Reproduce verbatim the lines of the material below, starting with the line containing "the tree trunk." and continuing through the final line of the material.

Object point labels:
+---+

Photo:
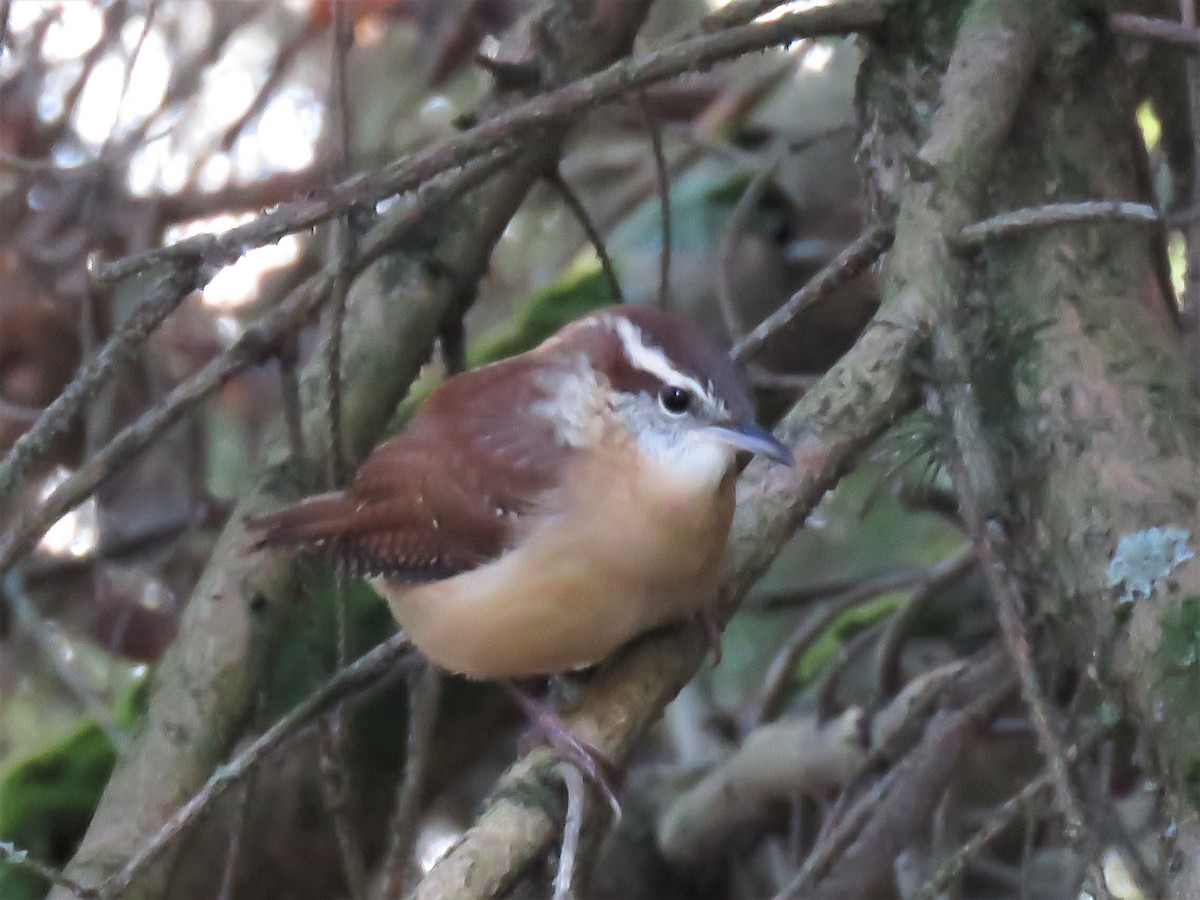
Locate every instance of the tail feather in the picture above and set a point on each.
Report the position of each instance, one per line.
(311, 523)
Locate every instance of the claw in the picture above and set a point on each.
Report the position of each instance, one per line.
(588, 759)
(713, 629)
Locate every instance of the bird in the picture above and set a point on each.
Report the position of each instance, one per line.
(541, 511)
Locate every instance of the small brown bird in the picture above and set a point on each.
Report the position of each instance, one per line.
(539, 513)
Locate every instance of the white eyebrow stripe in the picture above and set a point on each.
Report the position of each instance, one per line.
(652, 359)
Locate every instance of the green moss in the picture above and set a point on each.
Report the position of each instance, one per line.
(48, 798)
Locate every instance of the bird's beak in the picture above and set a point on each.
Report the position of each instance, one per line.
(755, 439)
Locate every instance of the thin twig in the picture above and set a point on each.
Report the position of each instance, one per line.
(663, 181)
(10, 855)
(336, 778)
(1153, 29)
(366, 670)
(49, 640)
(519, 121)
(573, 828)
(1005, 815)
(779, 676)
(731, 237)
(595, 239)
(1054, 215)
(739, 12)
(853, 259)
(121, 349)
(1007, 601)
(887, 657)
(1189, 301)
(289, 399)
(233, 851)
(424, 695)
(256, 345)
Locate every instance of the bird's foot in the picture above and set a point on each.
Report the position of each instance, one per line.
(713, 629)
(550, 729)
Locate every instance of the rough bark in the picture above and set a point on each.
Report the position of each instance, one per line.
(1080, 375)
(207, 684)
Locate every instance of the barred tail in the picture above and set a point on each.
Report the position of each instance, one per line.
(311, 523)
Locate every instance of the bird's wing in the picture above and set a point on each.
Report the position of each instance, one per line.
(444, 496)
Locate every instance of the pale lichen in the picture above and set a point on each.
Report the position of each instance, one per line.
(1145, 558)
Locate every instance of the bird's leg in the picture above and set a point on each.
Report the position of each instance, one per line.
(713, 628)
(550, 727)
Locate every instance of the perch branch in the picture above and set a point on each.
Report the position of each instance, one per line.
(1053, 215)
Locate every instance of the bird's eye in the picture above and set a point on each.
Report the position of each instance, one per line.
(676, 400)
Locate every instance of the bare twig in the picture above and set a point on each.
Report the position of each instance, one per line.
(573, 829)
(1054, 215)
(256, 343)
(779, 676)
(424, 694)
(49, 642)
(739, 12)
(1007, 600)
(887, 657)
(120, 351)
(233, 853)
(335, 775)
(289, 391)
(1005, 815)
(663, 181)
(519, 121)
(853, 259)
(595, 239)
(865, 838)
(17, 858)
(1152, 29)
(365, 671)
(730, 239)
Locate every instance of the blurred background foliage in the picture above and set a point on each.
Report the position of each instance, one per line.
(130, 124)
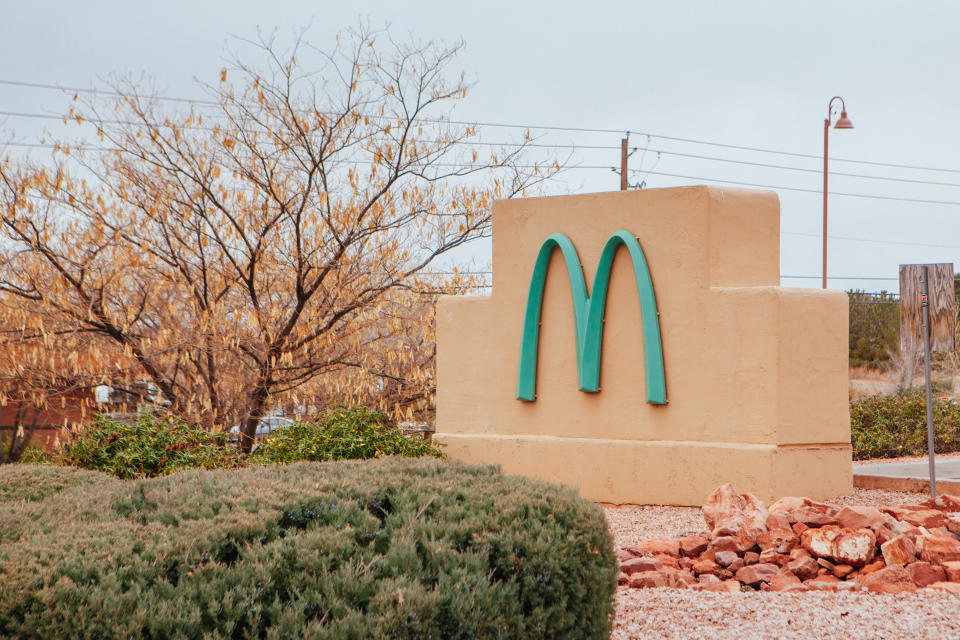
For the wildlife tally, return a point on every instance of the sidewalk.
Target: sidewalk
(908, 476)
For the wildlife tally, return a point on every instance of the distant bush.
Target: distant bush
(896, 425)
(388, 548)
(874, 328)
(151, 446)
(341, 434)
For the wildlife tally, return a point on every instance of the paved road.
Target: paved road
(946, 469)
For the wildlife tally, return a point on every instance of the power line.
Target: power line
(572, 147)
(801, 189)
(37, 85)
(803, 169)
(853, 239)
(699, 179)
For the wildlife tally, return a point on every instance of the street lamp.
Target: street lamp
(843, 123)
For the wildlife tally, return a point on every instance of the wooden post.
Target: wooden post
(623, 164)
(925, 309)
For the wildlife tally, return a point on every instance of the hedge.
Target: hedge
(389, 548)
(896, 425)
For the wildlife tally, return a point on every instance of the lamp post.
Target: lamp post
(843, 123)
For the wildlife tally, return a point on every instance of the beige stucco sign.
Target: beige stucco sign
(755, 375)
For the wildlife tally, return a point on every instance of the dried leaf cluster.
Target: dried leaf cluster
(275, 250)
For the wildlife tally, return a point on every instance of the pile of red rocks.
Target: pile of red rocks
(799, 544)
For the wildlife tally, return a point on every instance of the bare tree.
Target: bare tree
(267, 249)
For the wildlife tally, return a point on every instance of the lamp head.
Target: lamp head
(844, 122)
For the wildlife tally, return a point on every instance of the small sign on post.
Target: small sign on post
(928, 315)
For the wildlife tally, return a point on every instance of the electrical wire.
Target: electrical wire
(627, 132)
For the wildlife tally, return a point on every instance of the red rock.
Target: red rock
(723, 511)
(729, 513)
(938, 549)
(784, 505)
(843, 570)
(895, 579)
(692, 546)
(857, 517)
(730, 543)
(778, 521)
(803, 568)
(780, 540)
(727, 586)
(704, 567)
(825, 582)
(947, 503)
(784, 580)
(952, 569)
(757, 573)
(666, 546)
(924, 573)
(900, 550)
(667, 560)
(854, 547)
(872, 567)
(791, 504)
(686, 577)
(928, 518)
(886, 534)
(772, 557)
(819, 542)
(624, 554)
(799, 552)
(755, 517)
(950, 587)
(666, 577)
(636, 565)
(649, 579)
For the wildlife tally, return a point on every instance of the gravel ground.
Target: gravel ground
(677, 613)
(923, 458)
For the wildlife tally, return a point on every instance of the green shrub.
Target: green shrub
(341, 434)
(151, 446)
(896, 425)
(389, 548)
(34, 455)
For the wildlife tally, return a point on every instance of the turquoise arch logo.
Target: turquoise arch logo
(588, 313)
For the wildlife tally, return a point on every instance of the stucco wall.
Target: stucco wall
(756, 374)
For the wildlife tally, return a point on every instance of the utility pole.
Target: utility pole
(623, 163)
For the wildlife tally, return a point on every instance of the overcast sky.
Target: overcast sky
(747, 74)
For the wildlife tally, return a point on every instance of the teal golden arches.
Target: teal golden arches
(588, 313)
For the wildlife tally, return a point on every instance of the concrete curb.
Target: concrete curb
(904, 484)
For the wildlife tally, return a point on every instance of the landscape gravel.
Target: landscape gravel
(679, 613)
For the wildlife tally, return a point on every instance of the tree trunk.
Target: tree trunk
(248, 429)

+---+

● Task solution
For the wildlife tally, return a point on every instance of the tree trunk.
Target: tree trunk
(248, 429)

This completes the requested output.